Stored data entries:
----

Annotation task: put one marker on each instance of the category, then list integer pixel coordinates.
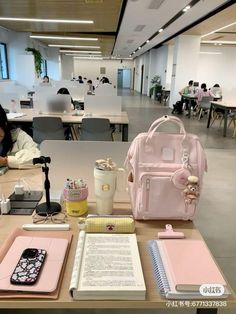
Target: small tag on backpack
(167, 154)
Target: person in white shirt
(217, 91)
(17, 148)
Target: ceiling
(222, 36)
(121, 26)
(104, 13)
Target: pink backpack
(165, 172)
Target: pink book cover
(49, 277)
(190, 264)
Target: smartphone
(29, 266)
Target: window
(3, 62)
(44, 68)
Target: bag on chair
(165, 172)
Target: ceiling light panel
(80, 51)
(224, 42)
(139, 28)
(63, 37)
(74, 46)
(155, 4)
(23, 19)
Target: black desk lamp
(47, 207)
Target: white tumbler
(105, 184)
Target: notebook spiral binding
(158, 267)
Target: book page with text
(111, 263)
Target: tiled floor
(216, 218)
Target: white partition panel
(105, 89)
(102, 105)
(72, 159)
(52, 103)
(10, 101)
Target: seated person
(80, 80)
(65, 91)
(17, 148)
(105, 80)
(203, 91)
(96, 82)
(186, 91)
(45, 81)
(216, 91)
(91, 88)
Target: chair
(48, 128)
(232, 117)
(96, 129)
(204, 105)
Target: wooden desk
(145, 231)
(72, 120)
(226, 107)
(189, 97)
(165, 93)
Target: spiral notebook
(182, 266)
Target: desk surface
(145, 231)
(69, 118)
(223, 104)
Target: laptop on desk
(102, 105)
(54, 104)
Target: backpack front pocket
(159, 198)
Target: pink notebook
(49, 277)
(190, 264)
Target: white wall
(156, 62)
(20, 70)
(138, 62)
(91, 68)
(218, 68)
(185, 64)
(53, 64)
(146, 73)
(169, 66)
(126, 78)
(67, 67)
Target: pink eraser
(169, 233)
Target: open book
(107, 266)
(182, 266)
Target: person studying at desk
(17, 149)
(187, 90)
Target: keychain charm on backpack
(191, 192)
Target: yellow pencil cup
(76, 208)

----

TASK OBJECTIVE. Could you reproduce the records above exactly, leaving out the pictures?

YOUR SOLUTION.
Annotation task: put one marker on each instance of the category, then list integer pixel coordinates.
Target: small tag on backpack
(167, 154)
Target: person in white shirt
(217, 91)
(17, 148)
Target: ceiling
(222, 36)
(121, 26)
(104, 13)
Target: pink backpack
(165, 172)
Target: pink book cover
(49, 277)
(190, 264)
Target: smartphone
(29, 266)
Target: window
(3, 62)
(44, 68)
Target: bag on chair
(165, 172)
Target: ceiling light panel
(80, 51)
(224, 42)
(139, 28)
(63, 37)
(74, 46)
(155, 4)
(23, 19)
Target: black desk lamp
(47, 207)
Target: white tumbler
(105, 184)
Target: notebook spiral binding
(158, 267)
Target: book page with text
(111, 263)
Target: tiled floor
(216, 218)
Target: white partition panel
(105, 89)
(102, 105)
(72, 159)
(52, 103)
(10, 101)
Target: seated person
(80, 80)
(65, 91)
(17, 148)
(105, 80)
(203, 91)
(96, 82)
(186, 91)
(45, 81)
(216, 91)
(91, 88)
Target: chair
(48, 128)
(232, 117)
(96, 129)
(204, 105)
Target: wooden desk
(145, 231)
(72, 120)
(226, 107)
(189, 97)
(165, 93)
Target: spiral notebook
(182, 266)
Target: desk surface
(145, 231)
(69, 118)
(223, 104)
Target: laptop on desk
(102, 105)
(54, 104)
Target: backpack front pocket
(159, 198)
Target: pink notebook
(49, 277)
(190, 264)
Target: white wall
(156, 62)
(20, 70)
(138, 62)
(91, 68)
(218, 68)
(185, 64)
(53, 64)
(146, 73)
(169, 66)
(126, 78)
(67, 67)
Target: pink eraser
(169, 233)
Target: open book
(107, 266)
(182, 266)
Target: person studying at desk
(17, 149)
(187, 90)
Target: keychain charm on backpack
(191, 192)
Target: yellow pencil cup
(76, 208)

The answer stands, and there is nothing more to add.